• WORK INSTRUCTIONS: Update the lines below by replacing every occurrence of "positive clicks" with "foreground clicks", and leave all other text unchanged.

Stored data
---------------

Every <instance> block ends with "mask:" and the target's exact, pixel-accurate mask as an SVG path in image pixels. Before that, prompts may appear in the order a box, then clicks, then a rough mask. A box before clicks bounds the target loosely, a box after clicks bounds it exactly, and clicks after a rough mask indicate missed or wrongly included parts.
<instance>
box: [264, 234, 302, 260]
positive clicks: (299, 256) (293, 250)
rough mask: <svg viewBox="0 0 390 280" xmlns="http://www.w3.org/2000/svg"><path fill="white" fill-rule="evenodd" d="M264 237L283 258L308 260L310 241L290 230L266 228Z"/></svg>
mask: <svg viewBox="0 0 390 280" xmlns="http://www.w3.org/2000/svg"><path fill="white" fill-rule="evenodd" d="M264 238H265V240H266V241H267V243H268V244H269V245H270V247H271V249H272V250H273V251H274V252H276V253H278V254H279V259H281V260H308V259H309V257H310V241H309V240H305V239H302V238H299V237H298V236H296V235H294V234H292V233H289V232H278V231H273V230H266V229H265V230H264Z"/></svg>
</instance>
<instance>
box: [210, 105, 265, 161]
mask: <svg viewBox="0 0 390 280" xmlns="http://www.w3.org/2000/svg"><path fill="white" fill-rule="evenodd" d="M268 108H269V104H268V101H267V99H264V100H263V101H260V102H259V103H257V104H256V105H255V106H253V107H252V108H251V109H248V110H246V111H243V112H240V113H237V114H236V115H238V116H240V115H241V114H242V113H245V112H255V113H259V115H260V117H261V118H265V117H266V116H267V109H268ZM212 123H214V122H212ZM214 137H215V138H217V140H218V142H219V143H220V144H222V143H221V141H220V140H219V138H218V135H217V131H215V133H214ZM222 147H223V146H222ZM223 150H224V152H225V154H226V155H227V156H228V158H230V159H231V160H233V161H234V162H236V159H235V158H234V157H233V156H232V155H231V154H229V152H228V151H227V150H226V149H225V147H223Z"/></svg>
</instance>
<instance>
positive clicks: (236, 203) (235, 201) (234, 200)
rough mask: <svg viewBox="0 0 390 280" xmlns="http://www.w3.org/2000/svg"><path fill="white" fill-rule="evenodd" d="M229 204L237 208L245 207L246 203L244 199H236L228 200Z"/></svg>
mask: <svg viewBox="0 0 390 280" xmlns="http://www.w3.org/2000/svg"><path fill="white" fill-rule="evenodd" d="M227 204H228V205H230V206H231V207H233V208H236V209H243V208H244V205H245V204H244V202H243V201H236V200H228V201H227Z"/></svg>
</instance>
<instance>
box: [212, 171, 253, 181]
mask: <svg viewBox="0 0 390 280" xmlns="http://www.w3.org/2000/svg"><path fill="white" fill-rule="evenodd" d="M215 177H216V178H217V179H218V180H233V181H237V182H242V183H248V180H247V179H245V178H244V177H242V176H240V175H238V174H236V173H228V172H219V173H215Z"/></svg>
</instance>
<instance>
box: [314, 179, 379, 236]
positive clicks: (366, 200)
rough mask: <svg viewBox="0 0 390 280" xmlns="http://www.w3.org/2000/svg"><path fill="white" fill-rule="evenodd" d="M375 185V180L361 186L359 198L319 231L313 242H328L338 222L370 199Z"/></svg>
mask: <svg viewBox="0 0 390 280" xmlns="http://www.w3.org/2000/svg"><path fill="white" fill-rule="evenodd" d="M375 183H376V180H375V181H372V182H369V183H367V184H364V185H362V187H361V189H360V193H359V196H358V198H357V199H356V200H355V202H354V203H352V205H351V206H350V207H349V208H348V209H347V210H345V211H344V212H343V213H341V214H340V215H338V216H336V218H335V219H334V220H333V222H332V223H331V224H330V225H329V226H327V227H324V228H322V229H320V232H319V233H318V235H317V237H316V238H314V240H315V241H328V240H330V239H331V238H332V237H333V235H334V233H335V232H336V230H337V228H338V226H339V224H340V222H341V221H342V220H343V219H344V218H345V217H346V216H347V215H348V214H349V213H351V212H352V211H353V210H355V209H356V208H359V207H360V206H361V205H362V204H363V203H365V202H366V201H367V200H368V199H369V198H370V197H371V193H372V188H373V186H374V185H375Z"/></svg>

---------------

• EXERCISE RESULT:
Every <instance> block ends with "mask:" and the target's exact, pixel-accurate mask as an SVG path in image pixels. Before that, prompts may appear in the order a box, then clicks, then a rough mask. A box before clicks bounds the target loosely, a box after clicks bounds it exactly, and clicks after a rough mask indicate missed or wrongly included parts.
<instance>
box: [264, 234, 302, 260]
foreground clicks: (299, 256) (293, 250)
rough mask: <svg viewBox="0 0 390 280" xmlns="http://www.w3.org/2000/svg"><path fill="white" fill-rule="evenodd" d="M264 237L283 258L308 260L310 241L290 230L266 228Z"/></svg>
mask: <svg viewBox="0 0 390 280" xmlns="http://www.w3.org/2000/svg"><path fill="white" fill-rule="evenodd" d="M264 238H265V240H266V241H267V243H268V244H269V245H270V247H271V249H272V250H273V251H274V252H276V253H278V254H279V259H281V260H308V259H309V257H310V241H309V240H305V239H302V238H299V237H298V236H296V235H294V234H292V233H289V232H278V231H273V230H266V229H265V230H264Z"/></svg>
</instance>
<instance>
box: [210, 105, 265, 161]
mask: <svg viewBox="0 0 390 280" xmlns="http://www.w3.org/2000/svg"><path fill="white" fill-rule="evenodd" d="M268 108H269V104H268V101H267V99H264V100H263V101H260V102H259V103H257V104H256V105H255V106H253V107H252V108H251V109H248V110H246V111H243V112H240V113H237V114H236V115H238V116H240V115H241V114H242V113H245V112H255V113H259V115H260V117H261V118H265V117H266V116H267V109H268ZM212 123H214V122H212ZM214 137H215V138H217V140H218V142H219V143H220V144H222V143H221V141H220V140H219V138H218V135H217V131H215V133H214ZM222 147H223V146H222ZM223 150H224V152H225V154H226V155H227V156H228V158H230V159H231V160H233V161H234V162H236V159H235V158H234V157H233V156H232V155H231V154H229V152H228V151H227V150H226V149H225V147H223Z"/></svg>
</instance>
<instance>
foreground clicks: (236, 203) (235, 201) (234, 200)
rough mask: <svg viewBox="0 0 390 280" xmlns="http://www.w3.org/2000/svg"><path fill="white" fill-rule="evenodd" d="M229 204L237 208L245 207L246 203L244 199H236L228 200Z"/></svg>
mask: <svg viewBox="0 0 390 280" xmlns="http://www.w3.org/2000/svg"><path fill="white" fill-rule="evenodd" d="M227 204H228V205H230V206H231V207H233V208H236V209H243V208H244V205H245V204H244V202H243V201H236V200H228V201H227Z"/></svg>
</instance>
<instance>
box: [212, 171, 253, 181]
mask: <svg viewBox="0 0 390 280" xmlns="http://www.w3.org/2000/svg"><path fill="white" fill-rule="evenodd" d="M215 177H216V178H217V179H218V180H233V181H237V182H242V183H248V180H247V179H245V178H244V177H242V176H240V175H238V174H236V173H228V172H219V173H215Z"/></svg>
</instance>
<instance>
box: [314, 179, 379, 236]
foreground clicks: (366, 200)
rough mask: <svg viewBox="0 0 390 280" xmlns="http://www.w3.org/2000/svg"><path fill="white" fill-rule="evenodd" d="M375 185V180L361 186L359 198L319 231L313 242H328L338 222L370 199Z"/></svg>
mask: <svg viewBox="0 0 390 280" xmlns="http://www.w3.org/2000/svg"><path fill="white" fill-rule="evenodd" d="M375 183H376V180H375V181H372V182H369V183H367V184H364V185H362V187H361V189H360V193H359V196H358V198H357V199H356V200H355V202H354V203H352V205H351V206H350V207H349V208H348V209H347V210H345V211H344V212H343V213H341V214H340V215H338V216H336V218H335V219H334V220H333V222H332V223H331V224H330V225H329V226H327V227H324V228H322V229H320V232H319V233H318V235H317V237H316V238H314V240H315V241H328V240H330V239H331V238H332V237H333V235H334V233H335V232H336V230H337V228H338V226H339V224H340V222H341V221H342V220H343V219H344V218H345V217H346V216H347V215H348V214H349V213H351V212H352V211H353V210H355V209H356V208H359V207H360V206H361V205H362V204H363V203H365V202H366V201H367V200H368V199H369V198H370V197H371V193H372V188H373V186H374V185H375Z"/></svg>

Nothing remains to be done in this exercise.